◆ Aim of the task
Gather each line of the records that contains the string "field", and copy those lines out in full.

◆ Records for the task
====================
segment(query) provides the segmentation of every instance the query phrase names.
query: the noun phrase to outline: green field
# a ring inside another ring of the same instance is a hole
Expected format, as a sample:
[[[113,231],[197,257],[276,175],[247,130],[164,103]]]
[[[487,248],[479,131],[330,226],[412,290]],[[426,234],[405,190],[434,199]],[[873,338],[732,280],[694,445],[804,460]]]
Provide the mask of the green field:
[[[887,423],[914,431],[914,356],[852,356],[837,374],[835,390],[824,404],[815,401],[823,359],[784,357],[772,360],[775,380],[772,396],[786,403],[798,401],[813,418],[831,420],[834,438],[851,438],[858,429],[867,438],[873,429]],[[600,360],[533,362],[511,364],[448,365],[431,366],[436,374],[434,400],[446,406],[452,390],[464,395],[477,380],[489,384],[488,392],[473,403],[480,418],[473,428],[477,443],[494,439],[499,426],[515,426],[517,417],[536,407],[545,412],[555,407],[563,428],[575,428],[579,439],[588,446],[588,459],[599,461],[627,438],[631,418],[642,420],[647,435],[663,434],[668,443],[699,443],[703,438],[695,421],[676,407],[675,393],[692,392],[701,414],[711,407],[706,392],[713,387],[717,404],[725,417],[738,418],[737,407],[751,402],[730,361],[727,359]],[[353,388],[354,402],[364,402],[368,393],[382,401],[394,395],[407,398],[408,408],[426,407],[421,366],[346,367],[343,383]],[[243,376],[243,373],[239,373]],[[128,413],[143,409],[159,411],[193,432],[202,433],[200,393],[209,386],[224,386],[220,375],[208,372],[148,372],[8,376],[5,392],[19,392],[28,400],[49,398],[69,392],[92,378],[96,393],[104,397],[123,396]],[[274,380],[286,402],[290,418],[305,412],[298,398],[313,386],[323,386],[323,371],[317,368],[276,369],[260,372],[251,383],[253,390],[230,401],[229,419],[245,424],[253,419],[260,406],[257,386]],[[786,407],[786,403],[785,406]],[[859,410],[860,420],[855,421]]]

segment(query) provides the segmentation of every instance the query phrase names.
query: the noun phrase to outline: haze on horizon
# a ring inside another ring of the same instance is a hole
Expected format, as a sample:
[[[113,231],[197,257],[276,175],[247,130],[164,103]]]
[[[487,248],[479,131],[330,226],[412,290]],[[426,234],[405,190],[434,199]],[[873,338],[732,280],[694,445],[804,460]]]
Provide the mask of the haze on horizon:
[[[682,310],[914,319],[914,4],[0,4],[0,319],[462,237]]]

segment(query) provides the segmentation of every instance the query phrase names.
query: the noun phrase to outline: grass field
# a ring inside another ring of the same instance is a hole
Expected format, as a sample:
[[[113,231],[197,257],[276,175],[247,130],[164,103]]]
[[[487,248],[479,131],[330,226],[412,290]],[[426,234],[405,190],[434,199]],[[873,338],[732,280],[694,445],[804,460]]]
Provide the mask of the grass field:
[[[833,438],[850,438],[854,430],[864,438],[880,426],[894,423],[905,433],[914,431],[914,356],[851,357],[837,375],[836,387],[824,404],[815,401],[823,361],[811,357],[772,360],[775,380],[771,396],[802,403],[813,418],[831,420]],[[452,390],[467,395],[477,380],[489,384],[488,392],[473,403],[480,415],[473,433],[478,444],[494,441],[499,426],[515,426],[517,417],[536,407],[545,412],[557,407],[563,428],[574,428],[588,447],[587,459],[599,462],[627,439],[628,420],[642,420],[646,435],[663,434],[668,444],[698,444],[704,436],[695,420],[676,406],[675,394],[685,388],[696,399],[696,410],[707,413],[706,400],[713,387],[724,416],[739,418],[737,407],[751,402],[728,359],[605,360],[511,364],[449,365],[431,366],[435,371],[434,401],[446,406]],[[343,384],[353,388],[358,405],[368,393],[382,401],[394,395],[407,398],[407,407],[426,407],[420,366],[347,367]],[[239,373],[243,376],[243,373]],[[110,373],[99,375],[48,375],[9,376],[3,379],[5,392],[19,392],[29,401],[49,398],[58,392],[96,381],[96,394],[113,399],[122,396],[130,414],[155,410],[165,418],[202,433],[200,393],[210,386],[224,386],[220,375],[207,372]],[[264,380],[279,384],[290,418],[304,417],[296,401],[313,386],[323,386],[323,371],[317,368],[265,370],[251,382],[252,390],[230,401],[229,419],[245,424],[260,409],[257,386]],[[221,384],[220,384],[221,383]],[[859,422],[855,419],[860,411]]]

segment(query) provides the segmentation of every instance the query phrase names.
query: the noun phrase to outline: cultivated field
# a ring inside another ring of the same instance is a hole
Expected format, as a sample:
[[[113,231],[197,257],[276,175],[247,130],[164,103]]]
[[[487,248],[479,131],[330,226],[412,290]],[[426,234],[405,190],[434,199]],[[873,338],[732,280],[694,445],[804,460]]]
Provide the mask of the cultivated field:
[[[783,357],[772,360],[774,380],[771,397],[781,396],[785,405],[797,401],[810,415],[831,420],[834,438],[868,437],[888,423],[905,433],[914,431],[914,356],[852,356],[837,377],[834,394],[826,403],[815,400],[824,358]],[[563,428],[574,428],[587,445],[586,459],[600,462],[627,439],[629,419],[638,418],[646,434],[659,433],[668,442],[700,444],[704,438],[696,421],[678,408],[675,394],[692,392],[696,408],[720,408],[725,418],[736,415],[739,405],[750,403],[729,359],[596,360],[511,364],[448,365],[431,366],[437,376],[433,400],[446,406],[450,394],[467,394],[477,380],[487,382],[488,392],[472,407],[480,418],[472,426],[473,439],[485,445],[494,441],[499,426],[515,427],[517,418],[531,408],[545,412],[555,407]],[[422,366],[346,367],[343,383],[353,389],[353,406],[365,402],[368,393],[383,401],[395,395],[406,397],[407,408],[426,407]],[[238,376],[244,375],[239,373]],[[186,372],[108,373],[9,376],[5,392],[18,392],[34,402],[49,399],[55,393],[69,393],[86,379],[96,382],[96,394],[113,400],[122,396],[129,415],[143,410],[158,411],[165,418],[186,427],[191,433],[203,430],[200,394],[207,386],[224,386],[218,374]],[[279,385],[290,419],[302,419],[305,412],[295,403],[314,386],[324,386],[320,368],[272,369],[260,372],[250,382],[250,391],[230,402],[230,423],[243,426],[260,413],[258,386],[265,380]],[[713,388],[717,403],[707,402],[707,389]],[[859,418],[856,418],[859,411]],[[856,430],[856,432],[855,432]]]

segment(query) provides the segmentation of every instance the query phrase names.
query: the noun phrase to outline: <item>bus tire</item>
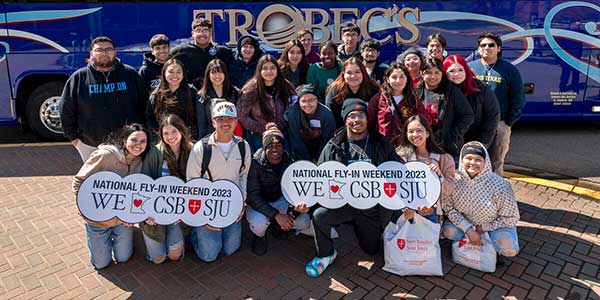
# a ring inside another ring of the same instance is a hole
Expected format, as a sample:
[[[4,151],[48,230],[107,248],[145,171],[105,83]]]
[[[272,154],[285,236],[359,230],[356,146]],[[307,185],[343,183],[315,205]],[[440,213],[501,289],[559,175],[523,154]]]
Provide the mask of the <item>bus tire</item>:
[[[38,135],[54,141],[65,140],[58,104],[64,82],[52,81],[38,86],[27,101],[26,119]]]

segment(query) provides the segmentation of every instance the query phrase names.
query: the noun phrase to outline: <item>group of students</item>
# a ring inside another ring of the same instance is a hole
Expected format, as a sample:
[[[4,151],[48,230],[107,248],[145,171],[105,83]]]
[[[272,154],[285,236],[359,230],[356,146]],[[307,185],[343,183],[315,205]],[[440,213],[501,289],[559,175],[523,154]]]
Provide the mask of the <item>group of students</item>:
[[[485,81],[489,78],[478,80],[472,70],[477,67],[460,55],[444,57],[446,40],[441,34],[427,39],[427,54],[413,47],[387,66],[379,62],[379,42],[366,40],[359,46],[358,26],[345,24],[341,32],[341,45],[325,42],[315,52],[312,33],[300,31],[276,59],[251,36],[240,38],[236,52],[213,44],[212,24],[195,19],[191,43],[171,49],[165,35],[152,37],[151,53],[133,80],[136,85],[128,86],[130,91],[137,87],[131,97],[138,99],[120,102],[121,95],[111,94],[109,102],[86,108],[86,99],[93,99],[93,84],[84,78],[89,87],[81,88],[77,77],[88,74],[108,83],[111,72],[129,68],[116,60],[112,40],[95,39],[90,65],[69,79],[61,99],[65,134],[84,160],[74,191],[102,170],[121,176],[141,172],[155,179],[228,179],[240,187],[245,213],[225,228],[162,226],[152,219],[139,224],[147,257],[157,264],[181,259],[186,235],[202,261],[233,254],[241,245],[244,215],[253,233],[252,251],[259,255],[267,252],[267,231],[314,236],[317,256],[306,266],[313,277],[336,258],[332,236],[337,235],[337,225],[352,224],[360,247],[375,254],[383,228],[401,214],[411,219],[418,213],[436,223],[447,216],[442,226],[446,238],[466,235],[477,244],[480,234],[489,232],[498,253],[516,255],[516,200],[510,184],[492,169],[502,172],[503,156],[493,148],[499,122],[510,126],[520,115],[514,105],[503,107],[508,100],[501,100],[498,92],[502,97],[519,92],[507,91],[506,82],[492,79],[490,85]],[[493,33],[478,39],[480,50],[482,44],[484,50],[492,48],[492,43],[500,48],[501,39]],[[487,52],[480,55],[483,60]],[[493,76],[500,67],[516,70],[495,59],[491,68],[484,61],[485,76]],[[140,80],[145,91],[139,88]],[[106,93],[100,90],[96,94]],[[147,100],[140,105],[143,97]],[[86,110],[93,115],[99,110],[110,119],[111,105],[113,111],[120,110],[126,125],[116,128],[113,121],[97,129],[104,120],[87,119]],[[100,142],[102,130],[110,135]],[[500,164],[493,166],[494,159]],[[374,165],[421,161],[439,175],[442,193],[434,207],[417,211],[291,206],[282,195],[280,178],[295,160]],[[85,226],[95,268],[107,267],[113,256],[117,262],[131,257],[133,224],[115,218],[86,220]]]

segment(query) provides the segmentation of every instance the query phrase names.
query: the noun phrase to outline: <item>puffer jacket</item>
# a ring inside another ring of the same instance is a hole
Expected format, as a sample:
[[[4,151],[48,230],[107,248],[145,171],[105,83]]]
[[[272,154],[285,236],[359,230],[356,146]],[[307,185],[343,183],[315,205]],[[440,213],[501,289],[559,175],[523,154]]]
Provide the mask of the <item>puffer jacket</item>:
[[[98,150],[94,151],[88,160],[85,161],[79,172],[73,178],[73,192],[77,195],[79,187],[83,181],[94,173],[100,171],[111,171],[125,177],[129,174],[140,173],[142,171],[142,158],[136,157],[130,163],[127,163],[125,153],[114,145],[100,145]],[[93,201],[89,199],[89,201]],[[95,222],[83,218],[86,223],[95,227],[109,228],[121,224],[119,219],[112,218],[104,222]]]
[[[464,149],[460,157],[463,157]],[[487,150],[485,166],[475,177],[471,178],[460,164],[454,192],[445,200],[443,209],[448,219],[464,232],[475,225],[481,225],[486,232],[512,227],[517,225],[520,218],[512,187],[508,181],[492,172]]]

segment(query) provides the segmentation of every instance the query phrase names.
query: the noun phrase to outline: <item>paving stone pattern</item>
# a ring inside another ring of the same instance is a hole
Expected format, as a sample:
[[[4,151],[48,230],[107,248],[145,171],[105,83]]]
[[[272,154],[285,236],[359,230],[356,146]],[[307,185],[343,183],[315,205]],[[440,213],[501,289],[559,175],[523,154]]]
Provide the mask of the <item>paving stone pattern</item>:
[[[232,256],[207,264],[188,245],[160,266],[137,231],[129,262],[95,271],[71,191],[80,164],[70,146],[0,148],[0,299],[600,299],[600,201],[516,181],[521,252],[494,273],[456,265],[442,241],[445,276],[396,276],[348,226],[317,279],[304,273],[311,238],[271,237],[255,256],[247,229]]]

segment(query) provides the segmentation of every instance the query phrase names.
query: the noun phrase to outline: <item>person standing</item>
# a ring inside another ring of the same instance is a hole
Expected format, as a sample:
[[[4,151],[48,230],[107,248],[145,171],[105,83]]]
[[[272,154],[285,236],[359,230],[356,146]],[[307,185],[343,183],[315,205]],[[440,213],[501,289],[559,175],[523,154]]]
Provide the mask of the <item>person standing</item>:
[[[489,148],[500,120],[496,95],[475,78],[473,71],[460,55],[452,54],[446,57],[444,72],[448,80],[462,90],[473,110],[474,121],[465,133],[465,142],[478,141]]]
[[[379,61],[379,54],[381,54],[381,43],[379,41],[368,39],[360,44],[360,56],[363,59],[369,77],[381,85],[383,83],[383,74],[389,66]]]
[[[183,43],[171,49],[171,57],[180,60],[187,71],[187,78],[191,84],[200,89],[204,71],[208,62],[220,58],[229,64],[233,59],[231,49],[211,42],[212,22],[198,18],[192,21],[192,41]]]
[[[169,38],[164,34],[153,35],[148,45],[150,46],[150,52],[144,54],[144,61],[138,72],[146,82],[148,93],[152,93],[160,83],[160,72],[167,59],[169,59],[171,46],[169,45]]]
[[[319,53],[315,52],[312,47],[315,39],[312,31],[308,29],[302,29],[296,33],[296,39],[302,43],[302,46],[304,47],[304,54],[306,54],[306,59],[308,60],[309,64],[314,64],[321,61]]]
[[[84,162],[110,133],[144,120],[148,89],[136,70],[116,58],[106,36],[92,40],[90,61],[67,80],[60,97],[63,131]]]
[[[500,105],[500,122],[490,146],[493,170],[504,173],[504,158],[510,147],[511,127],[521,117],[525,106],[523,79],[519,70],[502,59],[502,39],[495,33],[486,32],[477,38],[477,51],[481,58],[469,63],[477,79],[483,81],[496,94]]]
[[[368,131],[367,103],[356,98],[347,99],[341,116],[345,127],[336,131],[327,143],[318,164],[331,160],[344,165],[364,161],[377,166],[385,161],[402,161],[388,139]],[[317,208],[312,220],[317,256],[306,265],[306,273],[318,277],[335,260],[337,252],[330,237],[333,226],[351,223],[360,248],[373,255],[379,251],[383,228],[391,217],[392,211],[380,205],[364,210],[350,205],[338,209]]]
[[[306,74],[306,83],[318,91],[319,102],[325,103],[325,90],[340,75],[342,64],[337,60],[337,48],[332,41],[319,47],[320,62],[311,64]]]
[[[215,131],[192,148],[187,162],[187,180],[199,177],[211,181],[230,180],[238,185],[245,200],[252,155],[248,143],[233,135],[237,123],[235,105],[226,101],[218,102],[212,111],[212,121]],[[225,228],[210,225],[192,227],[190,241],[200,260],[213,262],[219,253],[231,255],[240,248],[242,215],[243,211],[233,224]]]
[[[249,35],[242,36],[237,43],[237,52],[233,59],[227,65],[231,77],[231,84],[237,88],[242,88],[256,72],[258,59],[264,55],[258,41]]]
[[[348,22],[342,26],[342,44],[338,47],[338,60],[345,62],[351,57],[360,57],[360,27],[352,22]]]
[[[316,162],[333,137],[335,118],[327,106],[319,103],[318,92],[312,85],[301,85],[296,93],[298,102],[288,113],[290,152],[296,160]]]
====================
◆ Full answer
query: the noun phrase to outline: green field
Provide the mask of the green field:
query: the noun phrase to outline: grass field
Provide the mask of the grass field:
query: the noun phrase to outline: cultivated field
Provide the mask of the cultivated field:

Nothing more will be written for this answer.